Supplied data:
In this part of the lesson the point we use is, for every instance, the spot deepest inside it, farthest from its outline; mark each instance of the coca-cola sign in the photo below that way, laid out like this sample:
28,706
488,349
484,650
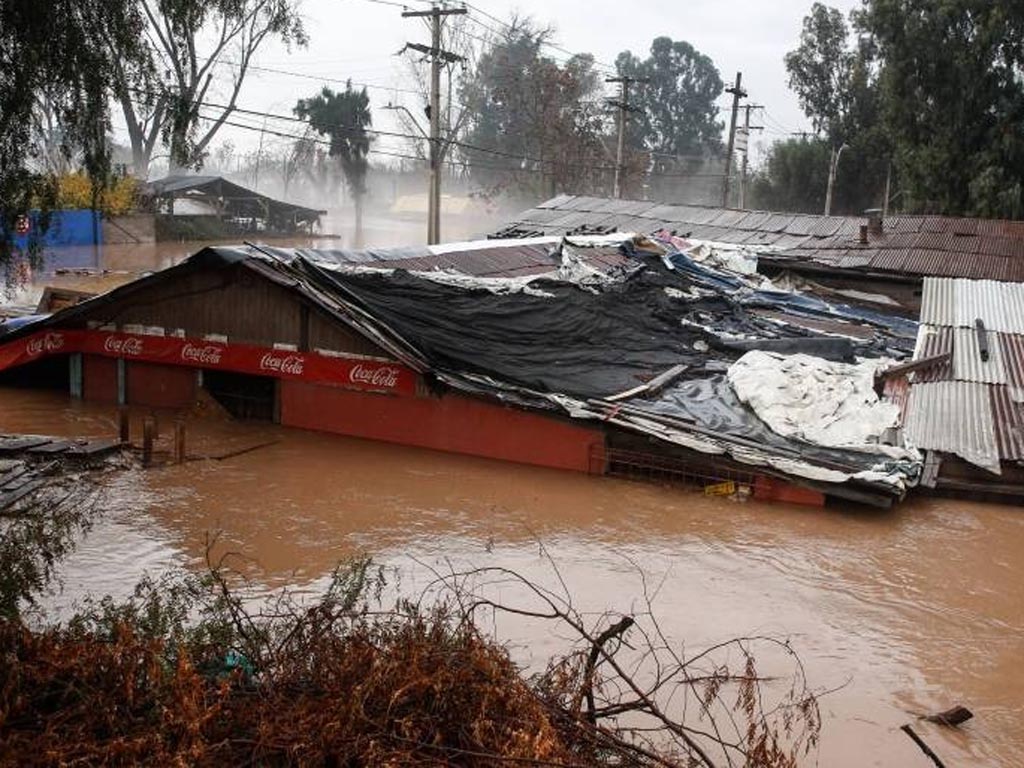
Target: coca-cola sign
* * *
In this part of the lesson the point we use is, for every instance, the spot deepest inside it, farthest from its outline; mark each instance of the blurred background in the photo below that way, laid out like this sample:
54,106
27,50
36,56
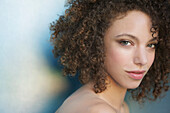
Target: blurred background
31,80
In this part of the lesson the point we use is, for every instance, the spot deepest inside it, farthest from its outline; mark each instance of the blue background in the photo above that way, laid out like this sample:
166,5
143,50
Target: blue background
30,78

Requirement:
Each line in the data that holds the string "point" should be found and copied.

Solution to this problem:
In this part of the lesson the point we use is, for every instance, the spot deepest inside it, farthest from its outline; mark each instance of the coca-cola sign in the photo below that way, laid out like this sample:
In this part of the lesson the point we use is, for every instance, the spot deepest inside it, farthest from its outline; mark each instance of the blurred background in the photo below that way, laid out like this sample:
In this part of the lesson the point we use is, for every instance, the spot deepest inside it, farthest from its outline; mark each instance of the blue background in the photo above that way, laid out like this sample:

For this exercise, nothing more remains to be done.